---------- SUPPLIED RECORDS ----------

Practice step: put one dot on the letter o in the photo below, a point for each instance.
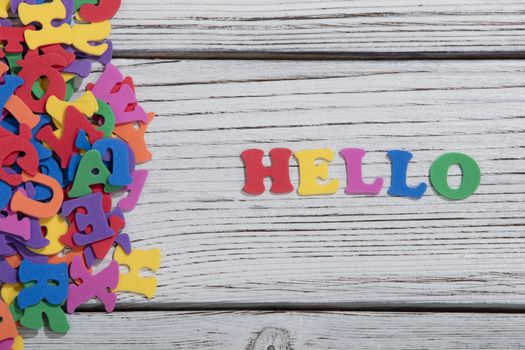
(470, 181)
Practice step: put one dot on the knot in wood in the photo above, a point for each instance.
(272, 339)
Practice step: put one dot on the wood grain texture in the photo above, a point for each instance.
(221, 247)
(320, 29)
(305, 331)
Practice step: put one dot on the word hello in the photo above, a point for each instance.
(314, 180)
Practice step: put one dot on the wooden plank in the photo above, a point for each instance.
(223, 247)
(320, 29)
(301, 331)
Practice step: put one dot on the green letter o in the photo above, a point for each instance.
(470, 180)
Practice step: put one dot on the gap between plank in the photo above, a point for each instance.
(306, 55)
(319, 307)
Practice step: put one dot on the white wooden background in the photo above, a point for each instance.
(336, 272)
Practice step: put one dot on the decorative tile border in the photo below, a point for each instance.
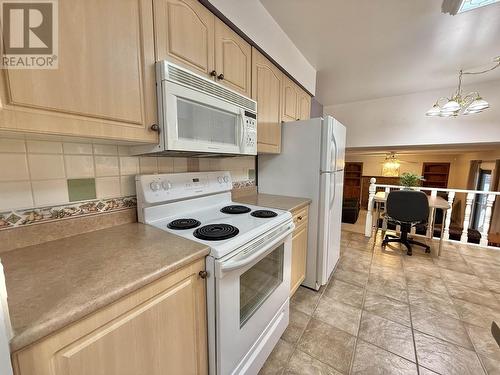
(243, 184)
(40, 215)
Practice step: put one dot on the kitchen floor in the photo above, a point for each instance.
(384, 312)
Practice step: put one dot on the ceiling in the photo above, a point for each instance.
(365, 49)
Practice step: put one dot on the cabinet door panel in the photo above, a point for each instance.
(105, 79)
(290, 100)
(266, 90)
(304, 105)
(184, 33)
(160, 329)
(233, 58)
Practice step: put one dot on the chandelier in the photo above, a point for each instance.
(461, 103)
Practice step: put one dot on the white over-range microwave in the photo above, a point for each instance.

----------
---------- SUPPLIED RECORDS ----------

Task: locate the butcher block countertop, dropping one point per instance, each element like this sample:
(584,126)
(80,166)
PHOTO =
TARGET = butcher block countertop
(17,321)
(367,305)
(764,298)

----------

=== THE PROBLEM ===
Up in the listing, locate the line with "Practice step: put one dot on the decorative"; print it and every line after it down to the line with "Practice step: put one dot on the white over-range", which is included too. Skip the pictures.

=== WRITTEN RESPONSE ===
Practice step: put one dot on the decorative tile border in the photo below, a point for each instance.
(243, 184)
(40, 215)
Practice step: put one dot on the kitchen floor in the photo above, a point for each instance.
(384, 312)
Practice step: put one dot on the ceiling in the photo above, a point for each instance.
(365, 49)
Practice step: put one dot on the cabinet door panel in the photo above, a point for each instance.
(105, 79)
(290, 100)
(266, 90)
(304, 105)
(184, 33)
(160, 329)
(233, 58)
Practice step: put one dot on the chandelier in the photo above, a point for each instance.
(461, 103)
Practice step: put one dot on the white over-range microwave in the photo above, a point for each instance.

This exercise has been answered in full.